* EXCERPTED TEXT:
※ ※ ※
Q&A With Professor Mark R. Boardman, Professor of Geology, Miami University, Ohio
Q - Professor Boardman, I came across your photos of the large rocks located just south of the Glass Window Bridge. I took a number of photos of those rocks and the surrounding area including some panoramic images.
I was told by a gentleman who has lived on Eleuthera for quite some time those big rocks were displaced from the ocean as a result of a tsunami. Can you tell me whether you agree with that? And if they weren't put there from a tsunami, what then?
How Did The Boulders Get There
A - One idea about the origin of the boulders is that they were displaced from some lower and windward location by huge waves (a tsunami). This is a provocative and titillating idea, but this tsunami origin for these rocks is not supported by the data - i.e. the idea is not true.
The boulders are remnants. The laminated, layered sediment of the boulders are in place. What looks like a boulder is the eroded remnant of a more continuous laminated unit.
All of the big boulders have lamination and layers that is concordant with other layers. There are no upside down laminae. There are no laminae on their sides, etc. Could all of the boulders have happened to be torn up by a tsunami and all of them set down right-side up? Maybe. What would be the likelihood of tossing a coin and having it always be heads up and never tails up?
Many of the boulders have clear indications that the lower portions are more eroded (by dissolution) than the upper portions. Extrapolating this idea leads us to believe that most of the rest of the unit was totally eroded (dissolved away) at a particular layer. In only a few areas has the rock not been totally eroded - i.e. the remnants that are viewed as boulders.
※ ※ ※
Entries drawn from a collection
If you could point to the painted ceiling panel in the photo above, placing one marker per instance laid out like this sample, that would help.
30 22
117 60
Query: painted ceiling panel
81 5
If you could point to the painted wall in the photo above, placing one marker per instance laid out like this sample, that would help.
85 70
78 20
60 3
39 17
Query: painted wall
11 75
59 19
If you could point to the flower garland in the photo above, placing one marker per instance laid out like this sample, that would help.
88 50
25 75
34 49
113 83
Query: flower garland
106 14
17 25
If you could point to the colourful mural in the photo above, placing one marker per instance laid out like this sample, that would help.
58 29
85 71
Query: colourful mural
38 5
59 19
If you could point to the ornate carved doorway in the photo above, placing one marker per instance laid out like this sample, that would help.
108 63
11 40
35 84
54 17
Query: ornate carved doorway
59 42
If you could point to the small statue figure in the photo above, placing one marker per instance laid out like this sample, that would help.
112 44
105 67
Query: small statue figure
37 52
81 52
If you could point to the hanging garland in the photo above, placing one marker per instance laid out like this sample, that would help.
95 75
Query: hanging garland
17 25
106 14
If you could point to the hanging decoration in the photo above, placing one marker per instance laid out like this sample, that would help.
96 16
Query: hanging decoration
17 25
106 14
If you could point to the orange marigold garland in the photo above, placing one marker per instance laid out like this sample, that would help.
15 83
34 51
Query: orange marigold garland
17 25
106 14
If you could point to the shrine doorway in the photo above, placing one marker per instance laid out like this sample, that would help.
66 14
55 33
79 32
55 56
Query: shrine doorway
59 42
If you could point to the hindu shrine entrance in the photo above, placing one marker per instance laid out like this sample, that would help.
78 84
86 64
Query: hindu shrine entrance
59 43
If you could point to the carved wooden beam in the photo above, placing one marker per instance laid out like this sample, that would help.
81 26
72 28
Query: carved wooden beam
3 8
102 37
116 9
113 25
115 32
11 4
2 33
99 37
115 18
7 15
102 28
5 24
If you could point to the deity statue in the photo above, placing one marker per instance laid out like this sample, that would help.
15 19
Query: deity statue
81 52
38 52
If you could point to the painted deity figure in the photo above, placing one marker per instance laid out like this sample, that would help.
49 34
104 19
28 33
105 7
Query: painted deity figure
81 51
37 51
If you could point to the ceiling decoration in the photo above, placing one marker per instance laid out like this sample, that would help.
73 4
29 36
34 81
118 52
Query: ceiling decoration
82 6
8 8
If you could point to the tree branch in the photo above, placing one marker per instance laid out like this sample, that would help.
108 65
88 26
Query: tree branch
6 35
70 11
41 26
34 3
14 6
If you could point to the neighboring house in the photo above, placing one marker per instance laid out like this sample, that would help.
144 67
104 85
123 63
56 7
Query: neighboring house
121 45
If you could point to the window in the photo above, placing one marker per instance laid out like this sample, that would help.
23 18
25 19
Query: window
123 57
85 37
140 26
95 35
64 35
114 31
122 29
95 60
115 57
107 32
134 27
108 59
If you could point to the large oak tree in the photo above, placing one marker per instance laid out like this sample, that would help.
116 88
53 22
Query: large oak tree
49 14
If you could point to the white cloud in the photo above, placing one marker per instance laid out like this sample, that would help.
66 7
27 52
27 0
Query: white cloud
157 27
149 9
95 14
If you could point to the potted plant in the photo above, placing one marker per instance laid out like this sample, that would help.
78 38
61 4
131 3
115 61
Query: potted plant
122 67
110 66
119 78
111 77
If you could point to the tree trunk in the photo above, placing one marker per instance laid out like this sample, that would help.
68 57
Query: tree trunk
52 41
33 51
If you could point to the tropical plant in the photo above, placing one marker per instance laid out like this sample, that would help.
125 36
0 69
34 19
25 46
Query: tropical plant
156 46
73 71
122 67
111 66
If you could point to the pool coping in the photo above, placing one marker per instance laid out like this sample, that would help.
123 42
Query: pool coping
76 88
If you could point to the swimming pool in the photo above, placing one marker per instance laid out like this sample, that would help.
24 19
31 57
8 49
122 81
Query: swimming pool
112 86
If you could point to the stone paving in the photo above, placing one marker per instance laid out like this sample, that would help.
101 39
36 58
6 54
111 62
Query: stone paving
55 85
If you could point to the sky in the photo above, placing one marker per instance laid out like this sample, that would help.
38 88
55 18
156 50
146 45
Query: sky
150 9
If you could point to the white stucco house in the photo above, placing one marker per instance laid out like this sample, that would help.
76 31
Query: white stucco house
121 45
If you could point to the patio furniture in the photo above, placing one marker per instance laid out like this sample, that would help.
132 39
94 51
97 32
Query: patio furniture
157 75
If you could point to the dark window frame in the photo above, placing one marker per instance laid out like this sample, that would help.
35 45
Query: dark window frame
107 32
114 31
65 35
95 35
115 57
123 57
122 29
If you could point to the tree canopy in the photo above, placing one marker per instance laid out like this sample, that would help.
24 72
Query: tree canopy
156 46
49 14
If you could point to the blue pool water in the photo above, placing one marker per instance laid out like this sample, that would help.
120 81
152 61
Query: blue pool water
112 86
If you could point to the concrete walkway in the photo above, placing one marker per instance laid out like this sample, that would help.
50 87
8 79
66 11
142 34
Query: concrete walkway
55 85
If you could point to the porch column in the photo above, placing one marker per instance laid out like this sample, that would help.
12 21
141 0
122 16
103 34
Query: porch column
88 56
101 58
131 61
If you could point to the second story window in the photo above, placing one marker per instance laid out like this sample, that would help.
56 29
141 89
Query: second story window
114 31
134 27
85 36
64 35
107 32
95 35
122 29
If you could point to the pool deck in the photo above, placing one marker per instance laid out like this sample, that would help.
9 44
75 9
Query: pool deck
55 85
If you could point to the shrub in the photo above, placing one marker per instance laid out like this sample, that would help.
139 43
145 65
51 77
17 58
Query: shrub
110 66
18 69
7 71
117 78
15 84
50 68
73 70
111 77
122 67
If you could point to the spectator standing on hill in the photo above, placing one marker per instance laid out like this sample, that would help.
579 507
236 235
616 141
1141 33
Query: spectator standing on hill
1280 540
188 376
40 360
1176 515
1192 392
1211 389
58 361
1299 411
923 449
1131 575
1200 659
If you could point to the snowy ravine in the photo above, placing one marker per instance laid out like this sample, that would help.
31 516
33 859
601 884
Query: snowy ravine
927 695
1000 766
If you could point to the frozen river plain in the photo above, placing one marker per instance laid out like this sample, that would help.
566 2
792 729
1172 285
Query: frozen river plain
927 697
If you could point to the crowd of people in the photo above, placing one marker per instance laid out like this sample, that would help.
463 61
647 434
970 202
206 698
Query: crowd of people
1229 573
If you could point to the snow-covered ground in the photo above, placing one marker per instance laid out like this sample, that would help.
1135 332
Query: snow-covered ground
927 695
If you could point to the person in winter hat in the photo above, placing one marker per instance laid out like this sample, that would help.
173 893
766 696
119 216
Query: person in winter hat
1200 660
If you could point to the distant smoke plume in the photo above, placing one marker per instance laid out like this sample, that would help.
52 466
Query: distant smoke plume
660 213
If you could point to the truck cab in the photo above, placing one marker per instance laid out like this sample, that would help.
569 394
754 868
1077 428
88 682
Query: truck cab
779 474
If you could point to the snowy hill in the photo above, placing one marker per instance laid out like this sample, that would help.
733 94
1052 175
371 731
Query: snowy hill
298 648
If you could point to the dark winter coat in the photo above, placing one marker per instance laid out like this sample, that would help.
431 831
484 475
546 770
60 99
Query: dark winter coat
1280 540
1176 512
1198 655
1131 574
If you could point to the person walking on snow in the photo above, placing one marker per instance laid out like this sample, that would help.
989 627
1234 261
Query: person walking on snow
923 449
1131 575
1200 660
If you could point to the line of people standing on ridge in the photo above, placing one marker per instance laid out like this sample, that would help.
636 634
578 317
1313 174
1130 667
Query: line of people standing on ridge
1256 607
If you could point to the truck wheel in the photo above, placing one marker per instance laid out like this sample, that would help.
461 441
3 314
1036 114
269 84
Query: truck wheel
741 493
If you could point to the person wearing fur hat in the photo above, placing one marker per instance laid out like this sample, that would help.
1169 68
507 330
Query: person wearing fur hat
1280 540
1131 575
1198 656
※ ※ ※
* YOUR INSTRUCTIONS: Copy out the full Q&A about the boulders near the Glass Window Bridge word for word, with nothing changed. The rows are separate material and have no connection to the Q&A.

* OUTPUT:
Q&A With Professor Mark R. Boardman, Professor of Geology, Miami University, Ohio
Q - Professor Boardman, I came across your photos of the large rocks located just south of the Glass Window Bridge. I took a number of photos of those rocks and the surrounding area including some panoramic images.
I was told by a gentleman who has lived on Eleuthera for quite some time those big rocks were displaced from the ocean as a result of a tsunami. Can you tell me whether you agree with that? And if they weren't put there from a tsunami, what then?
How Did The Boulders Get There
A - One idea about the origin of the boulders is that they were displaced from some lower and windward location by huge waves (a tsunami). This is a provocative and titillating idea, but this tsunami origin for these rocks is not supported by the data - i.e. the idea is not true.
The boulders are remnants. The laminated, layered sediment of the boulders are in place. What looks like a boulder is the eroded remnant of a more continuous laminated unit.
All of the big boulders have lamination and layers that is concordant with other layers. There are no upside down laminae. There are no laminae on their sides, etc. Could all of the boulders have happened to be torn up by a tsunami and all of them set down right-side up? Maybe. What would be the likelihood of tossing a coin and having it always be heads up and never tails up?
Many of the boulders have clear indications that the lower portions are more eroded (by dissolution) than the upper portions. Extrapolating this idea leads us to believe that most of the rest of the unit was totally eroded (dissolved away) at a particular layer. In only a few areas has the rock not been totally eroded - i.e. the remnants that are viewed as boulders.